[RECORDS PROVIDED Boundary: Start]

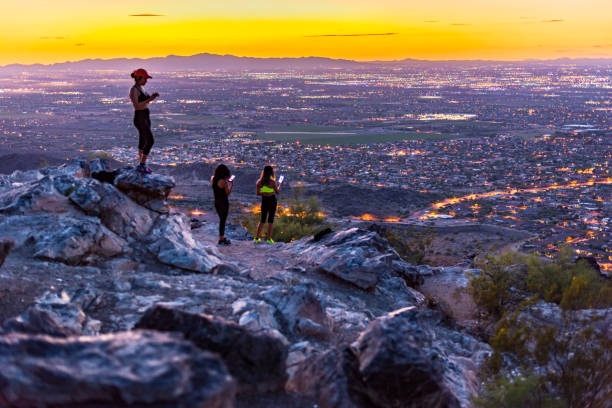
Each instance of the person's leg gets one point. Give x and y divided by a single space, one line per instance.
222 209
258 233
272 212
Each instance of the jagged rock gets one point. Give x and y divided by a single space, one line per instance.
117 212
63 239
77 242
5 248
256 360
255 315
404 296
396 369
355 255
57 314
171 242
330 377
148 190
410 273
130 369
407 358
300 309
53 315
39 196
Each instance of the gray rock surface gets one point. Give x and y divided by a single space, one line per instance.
130 369
171 242
6 245
355 255
256 360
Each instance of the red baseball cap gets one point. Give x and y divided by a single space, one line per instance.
141 72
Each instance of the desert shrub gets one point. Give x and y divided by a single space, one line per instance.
298 218
520 392
572 286
412 246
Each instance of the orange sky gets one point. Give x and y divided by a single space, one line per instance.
59 30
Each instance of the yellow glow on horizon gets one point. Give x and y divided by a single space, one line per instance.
40 31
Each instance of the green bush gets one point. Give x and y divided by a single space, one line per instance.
518 392
577 360
412 246
300 217
571 285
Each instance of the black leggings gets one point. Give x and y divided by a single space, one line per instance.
142 121
222 207
268 208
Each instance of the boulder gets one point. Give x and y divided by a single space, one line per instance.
129 369
300 310
52 315
5 248
357 256
76 242
56 314
148 190
330 377
396 369
116 211
256 360
39 196
73 241
407 358
171 242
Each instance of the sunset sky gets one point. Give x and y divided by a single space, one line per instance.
60 30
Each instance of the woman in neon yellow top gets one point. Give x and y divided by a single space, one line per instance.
267 189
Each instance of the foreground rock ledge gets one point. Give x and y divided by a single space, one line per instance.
129 369
256 360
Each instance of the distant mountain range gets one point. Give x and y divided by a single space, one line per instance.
215 62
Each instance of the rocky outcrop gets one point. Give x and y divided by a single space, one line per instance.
5 249
66 239
403 359
116 211
256 360
55 314
356 256
59 214
171 242
130 369
149 190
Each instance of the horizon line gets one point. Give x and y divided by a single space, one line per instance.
310 56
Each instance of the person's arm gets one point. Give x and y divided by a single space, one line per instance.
140 105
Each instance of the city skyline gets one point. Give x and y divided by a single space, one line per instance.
359 30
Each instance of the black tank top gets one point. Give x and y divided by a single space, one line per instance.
219 192
142 95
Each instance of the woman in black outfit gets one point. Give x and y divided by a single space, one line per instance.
222 188
267 189
140 99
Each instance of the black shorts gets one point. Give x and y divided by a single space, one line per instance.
268 208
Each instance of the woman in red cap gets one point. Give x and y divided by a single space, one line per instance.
142 121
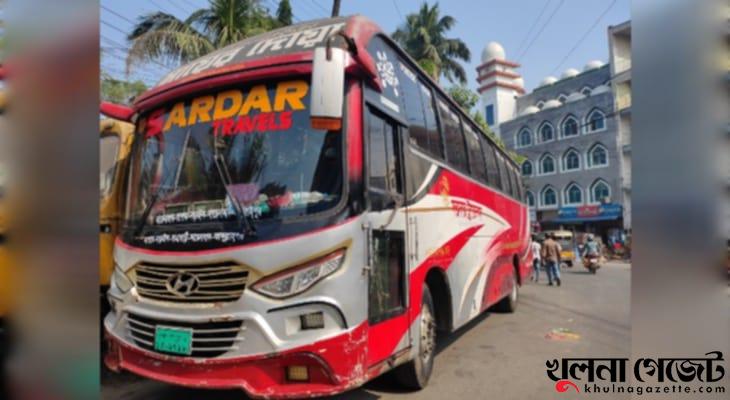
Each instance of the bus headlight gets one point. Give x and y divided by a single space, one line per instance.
300 278
121 280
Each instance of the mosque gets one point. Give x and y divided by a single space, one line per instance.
569 129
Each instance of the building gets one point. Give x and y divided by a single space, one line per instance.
568 130
619 45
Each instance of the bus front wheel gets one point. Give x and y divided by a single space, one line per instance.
416 373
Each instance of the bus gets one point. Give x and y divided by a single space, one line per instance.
115 142
307 210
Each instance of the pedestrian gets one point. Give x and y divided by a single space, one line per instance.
536 261
551 257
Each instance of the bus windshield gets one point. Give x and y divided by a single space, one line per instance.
240 154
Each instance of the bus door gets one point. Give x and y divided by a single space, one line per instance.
387 238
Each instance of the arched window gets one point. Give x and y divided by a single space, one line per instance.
524 138
573 195
570 126
546 132
595 121
548 197
527 168
600 191
597 156
571 160
547 164
530 199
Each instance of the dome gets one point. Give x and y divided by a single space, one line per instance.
529 110
575 96
593 64
548 81
600 89
493 50
569 73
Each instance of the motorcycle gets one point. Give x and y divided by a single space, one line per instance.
591 262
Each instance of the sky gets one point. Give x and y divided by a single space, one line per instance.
545 36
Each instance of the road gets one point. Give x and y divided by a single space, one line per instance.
499 356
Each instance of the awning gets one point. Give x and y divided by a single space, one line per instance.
588 213
578 220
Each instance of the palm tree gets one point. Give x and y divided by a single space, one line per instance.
163 37
423 36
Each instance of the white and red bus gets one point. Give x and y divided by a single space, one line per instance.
305 210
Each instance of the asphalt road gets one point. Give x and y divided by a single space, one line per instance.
498 356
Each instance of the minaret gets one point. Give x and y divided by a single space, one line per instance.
499 85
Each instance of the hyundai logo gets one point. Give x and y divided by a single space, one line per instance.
182 284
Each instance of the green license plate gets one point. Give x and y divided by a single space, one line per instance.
174 340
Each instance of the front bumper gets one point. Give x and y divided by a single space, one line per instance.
335 365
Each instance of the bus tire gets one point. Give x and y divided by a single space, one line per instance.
509 303
416 373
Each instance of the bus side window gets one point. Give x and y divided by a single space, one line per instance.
476 158
418 104
519 184
491 161
513 181
503 174
384 169
453 137
432 129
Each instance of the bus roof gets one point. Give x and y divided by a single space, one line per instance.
295 43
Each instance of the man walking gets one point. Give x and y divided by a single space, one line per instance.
536 261
551 256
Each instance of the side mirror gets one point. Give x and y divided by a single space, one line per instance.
328 88
383 200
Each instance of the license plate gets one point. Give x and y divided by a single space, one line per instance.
174 340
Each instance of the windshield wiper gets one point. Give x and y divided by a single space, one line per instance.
156 195
220 163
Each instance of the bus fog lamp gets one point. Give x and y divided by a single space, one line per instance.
312 320
297 373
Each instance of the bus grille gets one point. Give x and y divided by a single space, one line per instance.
220 282
210 339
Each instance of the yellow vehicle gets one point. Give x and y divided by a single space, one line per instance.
566 239
115 143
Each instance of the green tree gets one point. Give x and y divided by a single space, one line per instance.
163 37
119 91
423 36
284 13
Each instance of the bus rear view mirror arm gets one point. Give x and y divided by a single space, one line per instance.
328 88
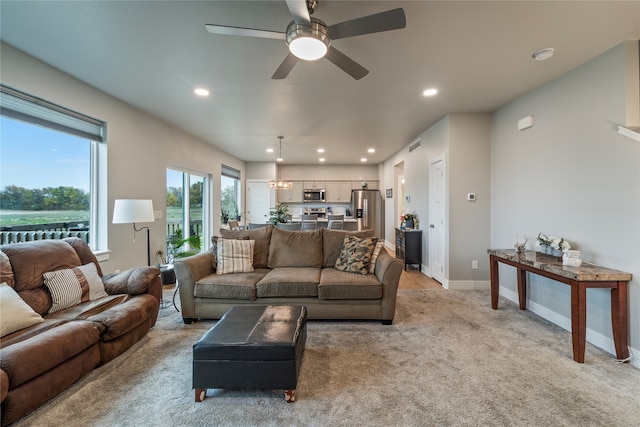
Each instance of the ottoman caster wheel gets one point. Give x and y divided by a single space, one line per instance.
290 395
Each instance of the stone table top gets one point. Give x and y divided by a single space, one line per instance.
586 272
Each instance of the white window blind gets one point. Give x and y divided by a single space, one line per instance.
21 106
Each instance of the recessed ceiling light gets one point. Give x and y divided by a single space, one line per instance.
542 54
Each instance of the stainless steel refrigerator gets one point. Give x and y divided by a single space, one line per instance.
368 209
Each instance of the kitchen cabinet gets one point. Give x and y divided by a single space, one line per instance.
314 185
371 185
338 192
409 247
291 195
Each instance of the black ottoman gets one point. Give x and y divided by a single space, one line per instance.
252 347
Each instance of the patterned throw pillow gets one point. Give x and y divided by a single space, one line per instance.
71 286
235 256
374 257
356 254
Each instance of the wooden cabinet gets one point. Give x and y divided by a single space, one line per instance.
291 195
338 192
314 185
357 185
409 247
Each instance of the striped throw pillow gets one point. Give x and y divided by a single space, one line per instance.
71 286
235 256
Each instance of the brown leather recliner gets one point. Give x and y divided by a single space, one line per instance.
40 361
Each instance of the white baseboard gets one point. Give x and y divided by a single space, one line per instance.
602 341
468 285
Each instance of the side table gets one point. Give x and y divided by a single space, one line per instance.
167 277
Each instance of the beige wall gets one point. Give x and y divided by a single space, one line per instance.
140 147
571 175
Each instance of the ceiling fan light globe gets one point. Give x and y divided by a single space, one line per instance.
308 42
308 48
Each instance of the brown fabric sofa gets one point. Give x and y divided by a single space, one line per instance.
40 361
294 268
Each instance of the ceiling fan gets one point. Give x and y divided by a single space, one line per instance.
310 38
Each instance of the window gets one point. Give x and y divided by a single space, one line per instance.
187 223
229 190
49 172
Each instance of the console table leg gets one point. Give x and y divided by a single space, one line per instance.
578 320
522 288
619 322
495 286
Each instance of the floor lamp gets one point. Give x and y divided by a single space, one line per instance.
130 211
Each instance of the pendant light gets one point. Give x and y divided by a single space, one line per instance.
280 184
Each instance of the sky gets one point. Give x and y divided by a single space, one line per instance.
36 157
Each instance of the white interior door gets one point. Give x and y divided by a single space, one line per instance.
437 230
260 199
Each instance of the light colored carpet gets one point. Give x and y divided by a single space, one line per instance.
448 359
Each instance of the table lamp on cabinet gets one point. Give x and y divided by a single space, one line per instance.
132 211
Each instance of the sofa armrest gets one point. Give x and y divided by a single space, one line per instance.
388 271
188 271
134 281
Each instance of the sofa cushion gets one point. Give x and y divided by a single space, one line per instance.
332 241
355 255
229 286
235 256
289 282
15 314
295 249
71 286
335 284
262 236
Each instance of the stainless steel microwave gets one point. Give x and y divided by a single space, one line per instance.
313 196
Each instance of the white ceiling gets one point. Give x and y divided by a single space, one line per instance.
152 54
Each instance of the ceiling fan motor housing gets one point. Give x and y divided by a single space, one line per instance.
308 42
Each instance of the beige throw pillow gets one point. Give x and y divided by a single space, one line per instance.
71 286
374 257
235 256
15 314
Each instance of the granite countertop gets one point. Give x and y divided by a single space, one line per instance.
550 264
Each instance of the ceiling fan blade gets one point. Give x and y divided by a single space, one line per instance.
285 68
347 64
383 21
299 11
239 31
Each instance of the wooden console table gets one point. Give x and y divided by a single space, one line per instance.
579 278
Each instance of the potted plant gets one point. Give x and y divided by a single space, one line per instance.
176 246
279 214
409 220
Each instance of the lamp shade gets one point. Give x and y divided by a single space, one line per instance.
127 211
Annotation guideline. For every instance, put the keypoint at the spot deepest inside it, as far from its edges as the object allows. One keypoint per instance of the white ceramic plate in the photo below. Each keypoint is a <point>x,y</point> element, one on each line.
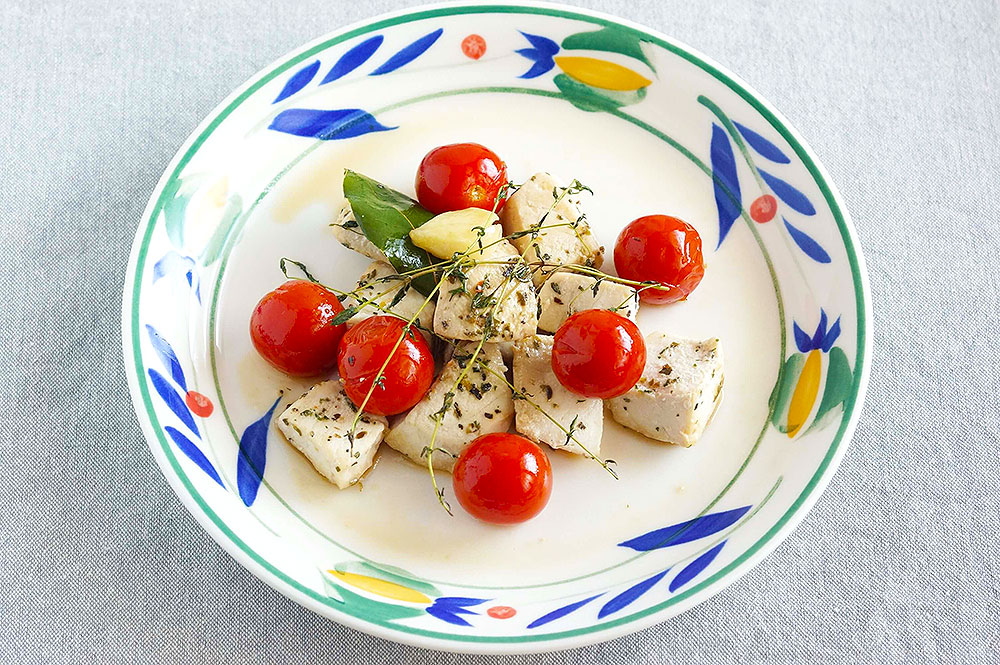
<point>650,126</point>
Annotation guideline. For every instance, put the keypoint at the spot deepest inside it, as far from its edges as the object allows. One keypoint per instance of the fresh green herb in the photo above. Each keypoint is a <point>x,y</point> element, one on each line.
<point>386,217</point>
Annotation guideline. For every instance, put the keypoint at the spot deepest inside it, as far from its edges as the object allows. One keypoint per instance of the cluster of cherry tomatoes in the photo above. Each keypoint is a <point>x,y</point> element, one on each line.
<point>387,367</point>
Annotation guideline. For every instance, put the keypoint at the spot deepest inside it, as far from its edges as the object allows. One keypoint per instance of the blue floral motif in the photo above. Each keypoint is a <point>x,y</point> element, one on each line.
<point>408,53</point>
<point>252,457</point>
<point>353,59</point>
<point>630,595</point>
<point>561,612</point>
<point>297,81</point>
<point>541,52</point>
<point>725,182</point>
<point>764,147</point>
<point>690,571</point>
<point>327,125</point>
<point>175,401</point>
<point>685,532</point>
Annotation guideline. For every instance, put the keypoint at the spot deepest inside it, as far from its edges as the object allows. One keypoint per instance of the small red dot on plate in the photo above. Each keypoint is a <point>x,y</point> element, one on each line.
<point>763,209</point>
<point>501,612</point>
<point>474,46</point>
<point>200,405</point>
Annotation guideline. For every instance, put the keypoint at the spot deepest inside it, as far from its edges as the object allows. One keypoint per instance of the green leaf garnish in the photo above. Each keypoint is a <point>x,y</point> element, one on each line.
<point>386,217</point>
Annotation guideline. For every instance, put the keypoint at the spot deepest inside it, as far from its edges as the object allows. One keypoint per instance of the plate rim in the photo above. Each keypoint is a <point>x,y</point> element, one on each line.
<point>277,580</point>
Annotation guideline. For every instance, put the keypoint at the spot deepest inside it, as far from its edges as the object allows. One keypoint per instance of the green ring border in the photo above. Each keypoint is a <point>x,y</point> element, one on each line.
<point>131,337</point>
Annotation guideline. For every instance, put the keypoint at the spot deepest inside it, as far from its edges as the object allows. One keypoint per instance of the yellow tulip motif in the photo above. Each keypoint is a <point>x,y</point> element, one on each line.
<point>381,587</point>
<point>602,74</point>
<point>818,366</point>
<point>588,82</point>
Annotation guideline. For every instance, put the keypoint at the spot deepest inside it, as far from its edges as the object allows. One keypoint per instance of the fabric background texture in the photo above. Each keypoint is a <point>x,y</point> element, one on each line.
<point>897,563</point>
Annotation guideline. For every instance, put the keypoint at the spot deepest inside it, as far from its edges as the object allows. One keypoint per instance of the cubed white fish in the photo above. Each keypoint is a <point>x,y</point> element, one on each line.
<point>566,293</point>
<point>380,283</point>
<point>318,425</point>
<point>563,235</point>
<point>481,404</point>
<point>679,392</point>
<point>464,306</point>
<point>533,376</point>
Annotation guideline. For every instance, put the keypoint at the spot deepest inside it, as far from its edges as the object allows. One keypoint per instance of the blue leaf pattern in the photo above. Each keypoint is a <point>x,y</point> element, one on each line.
<point>194,454</point>
<point>353,59</point>
<point>795,199</point>
<point>298,80</point>
<point>540,54</point>
<point>409,53</point>
<point>724,177</point>
<point>252,457</point>
<point>447,608</point>
<point>630,595</point>
<point>802,340</point>
<point>817,340</point>
<point>174,401</point>
<point>807,244</point>
<point>763,147</point>
<point>167,356</point>
<point>832,335</point>
<point>685,532</point>
<point>561,612</point>
<point>326,125</point>
<point>692,569</point>
<point>170,263</point>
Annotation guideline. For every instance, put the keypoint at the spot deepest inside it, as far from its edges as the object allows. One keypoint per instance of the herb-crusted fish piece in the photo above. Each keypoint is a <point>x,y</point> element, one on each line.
<point>481,404</point>
<point>563,235</point>
<point>467,300</point>
<point>566,293</point>
<point>318,423</point>
<point>678,393</point>
<point>349,234</point>
<point>381,283</point>
<point>534,377</point>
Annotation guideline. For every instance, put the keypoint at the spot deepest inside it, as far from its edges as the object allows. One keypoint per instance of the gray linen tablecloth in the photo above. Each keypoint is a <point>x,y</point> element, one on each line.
<point>100,563</point>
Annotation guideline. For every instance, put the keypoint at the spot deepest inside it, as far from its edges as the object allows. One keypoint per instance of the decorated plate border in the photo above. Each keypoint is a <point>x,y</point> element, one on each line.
<point>479,643</point>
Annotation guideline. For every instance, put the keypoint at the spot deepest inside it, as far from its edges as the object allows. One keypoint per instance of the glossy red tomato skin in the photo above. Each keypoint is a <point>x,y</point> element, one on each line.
<point>460,176</point>
<point>290,328</point>
<point>664,249</point>
<point>406,378</point>
<point>597,353</point>
<point>503,478</point>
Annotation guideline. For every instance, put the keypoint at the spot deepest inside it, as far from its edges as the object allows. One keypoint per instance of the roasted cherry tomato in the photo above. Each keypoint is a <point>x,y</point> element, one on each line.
<point>406,377</point>
<point>597,353</point>
<point>663,249</point>
<point>290,328</point>
<point>460,176</point>
<point>503,478</point>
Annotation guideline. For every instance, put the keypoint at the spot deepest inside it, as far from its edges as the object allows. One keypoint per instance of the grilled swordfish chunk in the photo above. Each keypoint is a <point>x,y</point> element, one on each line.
<point>678,393</point>
<point>466,303</point>
<point>534,377</point>
<point>566,293</point>
<point>563,235</point>
<point>318,424</point>
<point>482,404</point>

[RECORDS PROVIDED Boundary: End]

> [EXERCISE AIM]: The requested output is the line holding "of the grilled" and every line after it up to the last line of the listing, exactly, with nothing else.

> [ANSWER SPACE]:
Annotation guideline. For every instance, put the keypoint at the spot deepest inside it, as far from its edges as the object allows. One keypoint per instance of the grilled swordfish chunk in the photo above. Each keypoint is a <point>x,y</point> element, one on each line.
<point>678,393</point>
<point>466,303</point>
<point>534,377</point>
<point>566,293</point>
<point>563,235</point>
<point>318,424</point>
<point>482,404</point>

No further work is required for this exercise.